● **WHAT TO DO**: Can you rewrite the entries below with every "locate routine" changed to "point marker" and nothing else altered, leaving the pictures out of your answer?

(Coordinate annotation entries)
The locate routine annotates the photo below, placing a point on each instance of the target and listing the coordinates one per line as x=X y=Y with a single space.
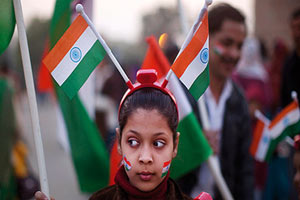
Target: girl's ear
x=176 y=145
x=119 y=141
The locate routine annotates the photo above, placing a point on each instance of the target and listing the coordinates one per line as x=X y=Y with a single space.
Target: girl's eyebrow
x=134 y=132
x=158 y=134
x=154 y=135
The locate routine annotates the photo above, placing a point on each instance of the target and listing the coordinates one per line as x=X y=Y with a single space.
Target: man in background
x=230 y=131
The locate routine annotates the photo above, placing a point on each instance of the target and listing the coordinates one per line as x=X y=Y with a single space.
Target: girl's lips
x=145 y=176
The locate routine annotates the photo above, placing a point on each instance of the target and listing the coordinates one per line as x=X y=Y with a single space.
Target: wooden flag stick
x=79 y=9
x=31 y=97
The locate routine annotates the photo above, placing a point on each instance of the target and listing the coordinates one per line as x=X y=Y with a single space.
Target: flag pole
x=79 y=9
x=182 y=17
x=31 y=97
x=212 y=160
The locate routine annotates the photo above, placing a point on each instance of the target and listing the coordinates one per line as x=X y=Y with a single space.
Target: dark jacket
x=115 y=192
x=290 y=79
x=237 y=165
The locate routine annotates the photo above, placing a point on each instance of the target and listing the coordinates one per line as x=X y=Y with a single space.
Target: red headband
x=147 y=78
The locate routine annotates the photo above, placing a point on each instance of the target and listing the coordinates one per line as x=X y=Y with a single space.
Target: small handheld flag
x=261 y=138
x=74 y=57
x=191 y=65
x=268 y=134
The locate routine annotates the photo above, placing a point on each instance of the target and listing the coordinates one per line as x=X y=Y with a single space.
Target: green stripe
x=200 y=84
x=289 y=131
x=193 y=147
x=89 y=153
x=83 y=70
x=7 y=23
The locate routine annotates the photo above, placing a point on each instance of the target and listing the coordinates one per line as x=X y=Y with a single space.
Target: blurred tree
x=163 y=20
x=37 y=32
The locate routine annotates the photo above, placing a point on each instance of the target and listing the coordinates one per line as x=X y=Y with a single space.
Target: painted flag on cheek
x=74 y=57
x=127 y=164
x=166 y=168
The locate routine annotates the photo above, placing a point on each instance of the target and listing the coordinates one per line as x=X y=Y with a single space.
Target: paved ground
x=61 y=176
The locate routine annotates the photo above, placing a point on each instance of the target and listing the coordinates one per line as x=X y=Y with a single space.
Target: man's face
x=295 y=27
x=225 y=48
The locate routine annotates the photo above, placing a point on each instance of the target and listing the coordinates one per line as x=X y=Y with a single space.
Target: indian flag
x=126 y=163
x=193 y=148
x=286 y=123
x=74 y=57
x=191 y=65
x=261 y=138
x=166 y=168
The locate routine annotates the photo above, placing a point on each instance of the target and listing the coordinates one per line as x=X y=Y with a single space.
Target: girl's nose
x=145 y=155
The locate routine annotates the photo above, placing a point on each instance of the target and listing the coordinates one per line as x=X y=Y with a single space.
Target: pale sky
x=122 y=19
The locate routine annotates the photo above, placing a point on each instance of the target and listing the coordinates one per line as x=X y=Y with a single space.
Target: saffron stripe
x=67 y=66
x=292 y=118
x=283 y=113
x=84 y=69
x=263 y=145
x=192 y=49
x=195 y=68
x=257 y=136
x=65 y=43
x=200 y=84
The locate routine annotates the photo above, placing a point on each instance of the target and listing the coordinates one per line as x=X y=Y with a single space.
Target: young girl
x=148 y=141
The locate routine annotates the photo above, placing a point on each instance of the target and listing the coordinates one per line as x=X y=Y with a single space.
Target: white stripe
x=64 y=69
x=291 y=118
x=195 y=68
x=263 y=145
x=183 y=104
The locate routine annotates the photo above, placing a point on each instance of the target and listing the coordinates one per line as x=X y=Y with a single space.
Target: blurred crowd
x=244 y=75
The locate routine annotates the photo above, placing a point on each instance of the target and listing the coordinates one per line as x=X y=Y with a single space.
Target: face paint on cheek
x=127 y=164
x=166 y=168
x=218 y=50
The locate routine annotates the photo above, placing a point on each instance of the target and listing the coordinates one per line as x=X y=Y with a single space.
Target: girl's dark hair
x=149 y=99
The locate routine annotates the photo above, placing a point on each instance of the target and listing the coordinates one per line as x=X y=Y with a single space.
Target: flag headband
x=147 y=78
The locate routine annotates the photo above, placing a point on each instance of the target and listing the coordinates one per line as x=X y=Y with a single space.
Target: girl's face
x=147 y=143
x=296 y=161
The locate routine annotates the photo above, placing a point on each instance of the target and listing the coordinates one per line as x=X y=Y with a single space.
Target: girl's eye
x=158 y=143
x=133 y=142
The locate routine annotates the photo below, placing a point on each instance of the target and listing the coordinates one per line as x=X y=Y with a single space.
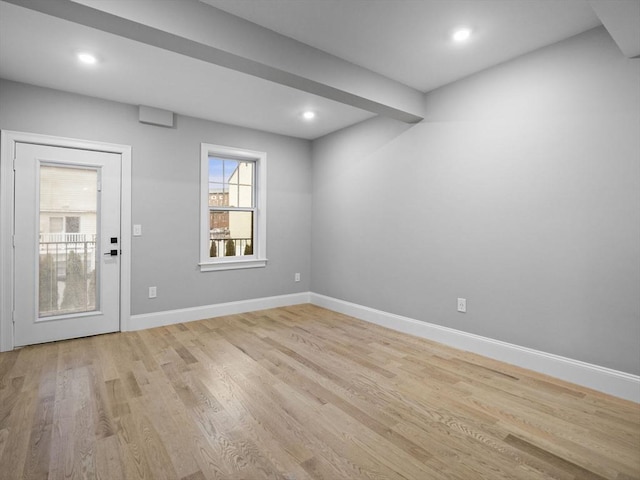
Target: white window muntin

● **WRITTEN SOLUTION**:
The point marker annotates the photo below, placing a point on each instance of the target and listing the coordinates one per line as x=X y=Y with a single space.
Target: girl's ear
x=176 y=145
x=119 y=141
The point marker annotates the photo above, placing a point on each instance of the target and listing the coordinates one per line as x=X y=Y with a single space.
Target: girl's eyebrow
x=134 y=132
x=158 y=134
x=154 y=135
The point marker annotates the photo above, placing a point on each instance of the target and listing the coordinates one per line as x=X y=Y with a single space.
Target: man in background
x=230 y=131
The point marker annotates the photo above, placing a point on each instance of the target and listing the coordinates one per line as x=X y=Y with a single space.
Target: girl's lips
x=145 y=176
The point marker annotates the photo above, placing a point on each instance of the target and listing the coordinates one per line as x=X y=Y with a single space.
Target: wooden flag stick
x=79 y=9
x=31 y=97
The point marker annotates the photo above, placing a point on each instance of the target and listing the coordinates one per line as x=X y=Y with a single space.
Target: flag pole
x=79 y=9
x=182 y=17
x=31 y=97
x=212 y=160
The point marker annotates the photo above, placing a point on each instance of the target and listing the coordinates one per line as x=X y=Y with a single space.
Target: dark jacket
x=115 y=192
x=290 y=79
x=237 y=165
The point marker annotates the photo above, placing a point on each instance of the target and listing the coordinates one per line as x=X y=Y with a single space.
Target: red headband
x=147 y=78
The point marker annotates the photo above, placing a point on each instance of the target and listing the coordinates one per line as x=X y=Y with a single space.
Target: small handheld flag
x=261 y=138
x=74 y=57
x=191 y=65
x=268 y=134
The point marker annotates the photo above, placing a point on each instance of the target and listing the coordinates one per line as x=X y=Y with a single space.
Target: green stripe
x=200 y=84
x=289 y=131
x=193 y=147
x=89 y=153
x=83 y=70
x=7 y=23
The point marker annotates the photo above, placing a point on each instance of the target and listing the coordinates one per line as x=X y=Y with a single space.
Target: blurred tree
x=163 y=20
x=37 y=32
The point marker annotates the photo above, placing a point on each instance of the target and listing the coordinates one per line as x=X y=Y with a single space.
Target: painted flag on cheek
x=74 y=57
x=127 y=164
x=166 y=168
The point marker annotates the photo above, placing a point on each instance of the target and listing the coordinates one per line as x=X y=Y with a single space.
Target: paved ground
x=61 y=176
The point marker annotates the photo above, placing a point on each instance of the target and listing the coordinates one per line as x=X y=Y with a single space.
Target: man's face
x=295 y=27
x=225 y=48
The point marker annotates the photo above, placing a point on each instance of the target and listing the coordinates one per line as x=X y=Y with a single space.
Target: indian flag
x=126 y=163
x=193 y=148
x=286 y=123
x=74 y=57
x=191 y=65
x=261 y=138
x=166 y=168
The point marker annotates the photo above, placing a point on each instance of the target and listing the coordinates one per line as x=X y=Y with a single space.
Target: girl's nose
x=145 y=155
The point marker annotates the photo above, placing a point on each instance of the target and listing the coordinates one per line as x=X y=Y with a single space.
Target: pale sky
x=122 y=19
The point marker annotates the photo above, placing a point on each instance of the target and listing the coordinates one per line as x=X y=Y with a single space.
Target: saffron stripe
x=67 y=66
x=292 y=118
x=283 y=113
x=84 y=69
x=263 y=145
x=192 y=49
x=195 y=68
x=257 y=136
x=65 y=43
x=200 y=84
The point marker annotates the photo above, placing a point on each instance of the target and listing the coordinates one per line as x=X y=Y with a single space.
Target: young girl
x=148 y=141
The point marker annotates the photo above, placing a point on each instance of the target and listing the coordinates one per line as x=X y=Y with a single space.
Target: white stripe
x=64 y=69
x=291 y=118
x=195 y=68
x=263 y=145
x=183 y=104
The point marker annotates the photo above, placing a point on each instance of the target and listing the coordinates one per line as x=X y=Y with a single space.
Target: blurred crowd
x=244 y=75
The point marker annotates the photo above, placing a point on each instance of the target and listing the coordinates one per line as x=X y=Y with a single space.
Target: face paint on cheek
x=127 y=164
x=166 y=168
x=218 y=50
The point marker annotates the photo above, placing a point on each instance of the target and listing the coordinates one per line as x=X y=Y with a single space.
Target: girl's dark hair
x=149 y=99
The point marker annotates the photo above, placing a point on each instance of the target and listing the coordinates one per line as x=X y=Y with a single space.
Target: flag headband
x=147 y=78
The point marker annotates the photo above, placing a point on each instance of the target and listing the coordinates one per line as x=X y=Y with a single space.
Target: girl's face
x=147 y=143
x=296 y=161
The point marker annotates the photo above, placing a point on each instance of the target and listing the coordinates one per line as x=X y=Y with a single space.
Target: girl's eye
x=158 y=143
x=133 y=142
The point marker annotates the photo below, placing a point on each instance of the target and listing the coordinates one per line as x=X y=Y with a single space.
Target: white window muntin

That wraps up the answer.